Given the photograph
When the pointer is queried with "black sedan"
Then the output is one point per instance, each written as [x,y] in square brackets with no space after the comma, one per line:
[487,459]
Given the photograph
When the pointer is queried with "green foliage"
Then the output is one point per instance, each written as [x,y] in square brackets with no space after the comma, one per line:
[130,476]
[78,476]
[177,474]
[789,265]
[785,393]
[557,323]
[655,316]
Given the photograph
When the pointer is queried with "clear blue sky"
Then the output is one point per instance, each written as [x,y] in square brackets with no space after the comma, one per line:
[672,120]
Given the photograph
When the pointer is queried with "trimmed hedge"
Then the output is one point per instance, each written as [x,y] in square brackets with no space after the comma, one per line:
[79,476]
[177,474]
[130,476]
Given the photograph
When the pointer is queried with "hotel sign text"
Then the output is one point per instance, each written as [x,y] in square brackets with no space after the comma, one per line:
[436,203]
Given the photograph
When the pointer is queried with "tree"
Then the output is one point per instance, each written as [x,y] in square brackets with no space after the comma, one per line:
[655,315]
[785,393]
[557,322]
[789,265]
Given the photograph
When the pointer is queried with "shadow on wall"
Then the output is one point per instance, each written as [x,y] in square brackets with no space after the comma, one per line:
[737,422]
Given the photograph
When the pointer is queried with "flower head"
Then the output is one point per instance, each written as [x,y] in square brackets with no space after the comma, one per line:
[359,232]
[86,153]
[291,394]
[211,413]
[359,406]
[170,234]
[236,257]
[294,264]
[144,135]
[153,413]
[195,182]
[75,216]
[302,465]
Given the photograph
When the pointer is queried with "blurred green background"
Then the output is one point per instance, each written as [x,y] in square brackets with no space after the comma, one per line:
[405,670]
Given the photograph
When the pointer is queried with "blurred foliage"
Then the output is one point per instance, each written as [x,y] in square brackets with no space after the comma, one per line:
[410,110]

# # # # #

Using the listing above, reproduce each line without omission.

**EXERCISE ANSWER**:
Given the photograph
When the pointer is queried with "black sedan"
Then the output is one point per instance, each written as [x,y] in square brackets with no space after the comma, one per line:
[487,459]
Given the photograph
When the pointer is queried with "green foliage"
Then the output is one point per instance, each written as [x,y] in square brackets with no space after the comma, one per line:
[130,476]
[78,476]
[177,474]
[789,265]
[785,393]
[557,323]
[655,316]
Given the photograph
When the pointer is queried with "clear blue sky"
Then the output is one point per instance, each written as [x,y] in square brackets with no space after the comma, one per line:
[672,120]
Given the photograph
When the pointer is queried with "trimmed hedge"
Then the output is one point per instance, each written as [x,y] in square brackets with no space after the comma, one per line:
[79,476]
[177,474]
[130,476]
Given the photograph
When the pointer is queried with "hotel sign text"
Then the output is one point per instance, each written as [x,y] in square brackets with no space after the comma, one per line:
[436,203]
Given the photograph
When the pointer is queried with "tree"
Then the output is one point per instance, each written as [x,y] in square brackets with no space after the comma, one per line:
[655,315]
[785,393]
[557,322]
[789,265]
Given the photograph
When the pointer is queried with "shadow on wall"
Then the output is one point per instance, each written as [x,y] in square brackets with no space after the comma, one per line:
[737,422]
Given the photograph
When the pointer is queried with "flower head"
Then the output is one point per instance, each written as [x,y] in square brackets with no space after the comma, one per line:
[359,232]
[86,153]
[291,394]
[211,413]
[359,406]
[170,234]
[236,257]
[294,264]
[144,135]
[153,413]
[195,182]
[75,216]
[302,465]
Given the photograph
When the pointer is queried with "blurred green background"
Then the output is one point per instance, each written as [x,y] in square brackets with no space after the comma, one per line:
[405,670]
Given the photograph
When the pointer is queried with "blurred foliage"
Then the output is one point per instance, each written as [x,y] in square brackets with no space after the comma, one per line:
[410,110]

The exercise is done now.